Instructions to follow –
Nothing is to be left out; print all the entries exactly.
--- Data shown ---
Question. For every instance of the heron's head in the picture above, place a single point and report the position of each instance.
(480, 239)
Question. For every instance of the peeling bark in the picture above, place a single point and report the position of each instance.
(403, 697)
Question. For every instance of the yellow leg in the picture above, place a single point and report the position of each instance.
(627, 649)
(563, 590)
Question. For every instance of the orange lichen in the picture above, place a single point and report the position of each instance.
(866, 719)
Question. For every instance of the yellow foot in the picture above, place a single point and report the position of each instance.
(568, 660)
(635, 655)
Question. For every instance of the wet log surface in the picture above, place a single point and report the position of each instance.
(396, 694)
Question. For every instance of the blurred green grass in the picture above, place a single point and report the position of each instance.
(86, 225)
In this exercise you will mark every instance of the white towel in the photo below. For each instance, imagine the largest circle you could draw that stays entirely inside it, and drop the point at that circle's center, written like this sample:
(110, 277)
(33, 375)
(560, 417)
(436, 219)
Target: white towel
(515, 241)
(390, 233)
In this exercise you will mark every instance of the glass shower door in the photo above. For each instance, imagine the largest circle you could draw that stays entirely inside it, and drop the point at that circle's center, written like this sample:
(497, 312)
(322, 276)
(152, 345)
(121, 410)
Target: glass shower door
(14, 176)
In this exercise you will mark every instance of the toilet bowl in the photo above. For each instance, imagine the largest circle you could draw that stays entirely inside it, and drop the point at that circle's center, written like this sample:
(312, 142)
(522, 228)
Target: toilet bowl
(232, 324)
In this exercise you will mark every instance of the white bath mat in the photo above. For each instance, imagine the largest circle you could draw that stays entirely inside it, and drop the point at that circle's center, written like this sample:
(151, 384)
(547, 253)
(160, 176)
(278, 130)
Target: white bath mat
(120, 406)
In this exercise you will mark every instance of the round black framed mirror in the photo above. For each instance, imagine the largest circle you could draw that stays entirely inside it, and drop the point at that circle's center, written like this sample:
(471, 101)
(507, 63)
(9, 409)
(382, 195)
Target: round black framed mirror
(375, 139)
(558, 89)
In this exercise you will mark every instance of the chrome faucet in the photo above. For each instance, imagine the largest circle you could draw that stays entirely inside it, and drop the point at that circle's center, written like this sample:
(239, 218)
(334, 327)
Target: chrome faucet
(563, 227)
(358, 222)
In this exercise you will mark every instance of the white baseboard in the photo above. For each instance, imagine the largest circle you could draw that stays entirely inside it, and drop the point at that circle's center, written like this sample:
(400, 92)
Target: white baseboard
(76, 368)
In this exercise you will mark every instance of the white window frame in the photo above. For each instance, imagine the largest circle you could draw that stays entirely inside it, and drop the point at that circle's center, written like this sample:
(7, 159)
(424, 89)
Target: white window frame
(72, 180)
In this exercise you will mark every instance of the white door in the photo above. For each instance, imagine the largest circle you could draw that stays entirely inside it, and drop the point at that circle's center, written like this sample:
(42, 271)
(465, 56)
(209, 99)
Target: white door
---
The answer –
Question. For every instance of the heron's head in the picture above, place a single point and report the position of each instance.
(480, 239)
Question. For every instance of the peeling bark in the picture above, place a single point and report the position of each instance.
(403, 697)
Question. For every instance of the yellow leg in the picture above, place a single point and report the position of each instance.
(627, 649)
(563, 590)
Question. For every instance of the orange lichen in the picture above, place a single point and report the position of each instance.
(866, 719)
Question. For every instance of the yellow foot in the picture above, place a single point and report the position of each instance.
(568, 660)
(635, 655)
Question. For every instance of the wet log surface in the picture above, place a single point and report the position of each instance.
(396, 694)
Question. For every instance of the blurred green grass in the picture above, place a single point and report the position of each instance.
(86, 225)
In this exercise you will mark every instance of the white towel in the photo below. For each instance, imagine the largest circle you could draw that stays entirely inside it, and drop the point at that circle's center, written like this sample:
(110, 277)
(33, 375)
(560, 417)
(436, 219)
Target: white towel
(515, 241)
(390, 233)
In this exercise you will mark every instance of the glass shower door in the photo above. For each instance, imagine the largest circle you could draw that stays entirely inside it, and drop the point at that circle's center, written like this sample:
(497, 312)
(322, 276)
(152, 345)
(121, 410)
Target: glass shower door
(14, 176)
In this exercise you will mark every instance of the toilet bowl in the photo above. For each instance, imagine the largest circle you could draw that stays entirely inside it, and drop the point at that circle's center, written like this sample:
(312, 142)
(522, 228)
Target: toilet bowl
(232, 324)
In this exercise you will mark every instance of the white bath mat in the photo above. For each instance, imagine the largest circle you could draw that stays entirely inside it, and drop the point at that circle's center, written like this sample:
(151, 384)
(547, 253)
(160, 176)
(278, 130)
Target: white bath mat
(120, 406)
In this exercise you will mark every instance of the round black framed mirror in the photo above. For each instance, imagine the largest circle you could draw that stays entirely inside it, and drop the point at that circle's center, written like this sample:
(471, 101)
(507, 63)
(9, 409)
(382, 195)
Target: round black framed mirror
(375, 139)
(558, 89)
In this exercise you will mark every instance of the chrome faucet in the photo above. For each instance, imagine the largest circle you could draw that stays entirely inside it, and drop the point at that circle's center, written like this sample:
(239, 218)
(334, 327)
Target: chrome faucet
(563, 227)
(358, 222)
In this exercise you will mark every instance of the white baseboard in the photo above. For each instance, imagine the largest circle you could draw that stays entirely inside it, and drop the point at that circle's center, written like this sample:
(400, 92)
Target: white baseboard
(76, 368)
In this exercise you will mark every instance of the white window frame in the photo above. For each instance, imagine the largest circle you could draw that stays entirely inside it, and drop the point at that circle's center, written like this sample:
(7, 159)
(424, 89)
Target: white window frame
(72, 180)
In this exercise you will mark every instance of the white door in the photo above. For each instance, imagine the largest circle you could draw that stays entirely inside it, and drop the point at that circle's center, written like this sample:
(42, 271)
(465, 56)
(209, 99)
Target: white door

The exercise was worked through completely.